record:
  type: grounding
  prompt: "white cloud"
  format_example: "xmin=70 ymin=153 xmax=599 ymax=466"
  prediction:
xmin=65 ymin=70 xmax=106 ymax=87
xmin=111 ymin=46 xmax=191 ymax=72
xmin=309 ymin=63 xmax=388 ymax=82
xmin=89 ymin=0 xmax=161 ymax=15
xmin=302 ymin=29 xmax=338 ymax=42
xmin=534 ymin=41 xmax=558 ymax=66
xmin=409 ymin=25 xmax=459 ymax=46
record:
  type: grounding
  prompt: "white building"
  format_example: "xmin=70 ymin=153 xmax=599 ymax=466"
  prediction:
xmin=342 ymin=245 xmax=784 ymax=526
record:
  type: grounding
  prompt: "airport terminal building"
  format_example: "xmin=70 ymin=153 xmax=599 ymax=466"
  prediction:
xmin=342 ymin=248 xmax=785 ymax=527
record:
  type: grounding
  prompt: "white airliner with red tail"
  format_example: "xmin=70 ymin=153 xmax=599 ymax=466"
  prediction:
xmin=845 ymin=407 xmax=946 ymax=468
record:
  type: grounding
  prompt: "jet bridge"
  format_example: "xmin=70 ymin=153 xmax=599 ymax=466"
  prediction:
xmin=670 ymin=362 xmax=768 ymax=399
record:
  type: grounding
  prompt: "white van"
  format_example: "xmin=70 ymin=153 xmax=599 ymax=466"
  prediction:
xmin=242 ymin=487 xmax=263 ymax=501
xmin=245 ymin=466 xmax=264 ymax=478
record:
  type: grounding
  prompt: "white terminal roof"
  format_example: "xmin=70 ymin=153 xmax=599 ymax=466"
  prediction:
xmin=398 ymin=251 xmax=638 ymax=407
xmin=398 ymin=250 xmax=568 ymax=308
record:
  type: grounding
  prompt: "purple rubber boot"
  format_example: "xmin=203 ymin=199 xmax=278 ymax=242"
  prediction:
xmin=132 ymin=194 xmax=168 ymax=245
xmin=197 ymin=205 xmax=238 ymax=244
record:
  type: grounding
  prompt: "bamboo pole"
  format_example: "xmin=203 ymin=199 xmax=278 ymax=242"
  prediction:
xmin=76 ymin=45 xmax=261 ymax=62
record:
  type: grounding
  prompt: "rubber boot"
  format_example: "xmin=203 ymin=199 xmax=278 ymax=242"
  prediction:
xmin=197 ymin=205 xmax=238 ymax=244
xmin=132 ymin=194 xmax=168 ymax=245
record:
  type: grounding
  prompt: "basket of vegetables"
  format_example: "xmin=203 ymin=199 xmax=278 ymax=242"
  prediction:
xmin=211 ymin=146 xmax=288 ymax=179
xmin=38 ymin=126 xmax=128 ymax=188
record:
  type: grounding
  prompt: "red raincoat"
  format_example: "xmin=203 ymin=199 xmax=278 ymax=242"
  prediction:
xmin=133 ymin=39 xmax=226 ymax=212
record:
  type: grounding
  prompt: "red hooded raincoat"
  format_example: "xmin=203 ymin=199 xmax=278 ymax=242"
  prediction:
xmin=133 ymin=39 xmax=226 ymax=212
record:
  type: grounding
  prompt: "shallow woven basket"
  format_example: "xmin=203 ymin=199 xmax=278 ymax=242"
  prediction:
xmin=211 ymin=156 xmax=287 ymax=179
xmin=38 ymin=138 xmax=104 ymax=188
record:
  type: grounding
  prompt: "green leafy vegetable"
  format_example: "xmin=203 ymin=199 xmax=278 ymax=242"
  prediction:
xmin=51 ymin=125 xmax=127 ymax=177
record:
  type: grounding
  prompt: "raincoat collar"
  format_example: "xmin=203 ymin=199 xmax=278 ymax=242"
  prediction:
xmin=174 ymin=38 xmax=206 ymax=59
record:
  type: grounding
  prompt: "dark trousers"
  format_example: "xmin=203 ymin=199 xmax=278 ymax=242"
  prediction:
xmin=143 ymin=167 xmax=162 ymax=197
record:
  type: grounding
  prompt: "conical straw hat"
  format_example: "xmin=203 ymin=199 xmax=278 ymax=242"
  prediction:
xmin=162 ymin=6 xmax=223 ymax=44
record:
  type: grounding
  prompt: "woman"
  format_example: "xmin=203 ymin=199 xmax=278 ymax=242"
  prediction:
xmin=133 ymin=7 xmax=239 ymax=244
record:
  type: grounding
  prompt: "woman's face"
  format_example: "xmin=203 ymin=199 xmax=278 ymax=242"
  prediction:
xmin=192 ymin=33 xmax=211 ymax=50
+ + + + +
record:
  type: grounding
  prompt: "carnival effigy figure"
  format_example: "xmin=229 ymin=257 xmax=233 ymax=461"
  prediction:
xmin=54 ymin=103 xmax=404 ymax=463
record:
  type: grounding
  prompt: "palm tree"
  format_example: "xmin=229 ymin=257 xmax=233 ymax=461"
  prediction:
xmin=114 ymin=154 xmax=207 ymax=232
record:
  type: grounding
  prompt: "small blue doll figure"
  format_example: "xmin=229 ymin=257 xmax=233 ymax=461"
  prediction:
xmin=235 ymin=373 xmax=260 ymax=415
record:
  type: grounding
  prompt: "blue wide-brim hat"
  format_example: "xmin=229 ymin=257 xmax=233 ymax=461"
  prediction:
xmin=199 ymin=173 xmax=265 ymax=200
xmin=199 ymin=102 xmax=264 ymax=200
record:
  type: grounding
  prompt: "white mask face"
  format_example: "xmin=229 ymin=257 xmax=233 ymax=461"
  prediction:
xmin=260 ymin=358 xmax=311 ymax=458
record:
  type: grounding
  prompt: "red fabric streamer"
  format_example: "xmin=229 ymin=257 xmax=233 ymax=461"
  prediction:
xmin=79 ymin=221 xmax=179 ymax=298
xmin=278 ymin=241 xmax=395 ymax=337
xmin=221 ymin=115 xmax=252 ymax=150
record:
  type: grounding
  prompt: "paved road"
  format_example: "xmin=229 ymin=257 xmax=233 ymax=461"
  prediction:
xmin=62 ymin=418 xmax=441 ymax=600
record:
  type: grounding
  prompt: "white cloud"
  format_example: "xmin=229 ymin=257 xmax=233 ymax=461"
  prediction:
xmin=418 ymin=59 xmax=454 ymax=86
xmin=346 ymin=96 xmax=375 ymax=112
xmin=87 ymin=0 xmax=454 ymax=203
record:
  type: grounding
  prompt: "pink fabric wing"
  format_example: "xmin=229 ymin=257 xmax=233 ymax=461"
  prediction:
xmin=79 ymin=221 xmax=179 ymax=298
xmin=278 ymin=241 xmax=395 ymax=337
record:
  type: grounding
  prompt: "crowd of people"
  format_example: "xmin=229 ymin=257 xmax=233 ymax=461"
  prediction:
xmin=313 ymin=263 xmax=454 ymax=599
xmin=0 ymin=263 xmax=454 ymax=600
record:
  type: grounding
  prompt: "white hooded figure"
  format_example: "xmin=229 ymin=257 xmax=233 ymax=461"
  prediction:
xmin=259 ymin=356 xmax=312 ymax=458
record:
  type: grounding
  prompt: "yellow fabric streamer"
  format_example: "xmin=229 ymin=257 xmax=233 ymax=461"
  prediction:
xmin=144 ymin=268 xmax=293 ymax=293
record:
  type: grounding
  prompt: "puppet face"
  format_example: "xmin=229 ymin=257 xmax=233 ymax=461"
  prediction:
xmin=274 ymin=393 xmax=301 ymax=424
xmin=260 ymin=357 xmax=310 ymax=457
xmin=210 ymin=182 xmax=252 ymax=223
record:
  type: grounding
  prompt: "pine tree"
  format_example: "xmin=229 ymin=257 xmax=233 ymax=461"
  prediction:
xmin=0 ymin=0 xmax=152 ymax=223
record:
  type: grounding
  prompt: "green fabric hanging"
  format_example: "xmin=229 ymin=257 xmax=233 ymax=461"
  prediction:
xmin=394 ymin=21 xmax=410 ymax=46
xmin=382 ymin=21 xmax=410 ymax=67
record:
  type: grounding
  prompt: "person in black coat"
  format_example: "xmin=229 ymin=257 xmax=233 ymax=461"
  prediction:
+ + + + +
Given request: How many lines of the material above contain the string "hooded"? Reply with the number only.

Exercise output: 2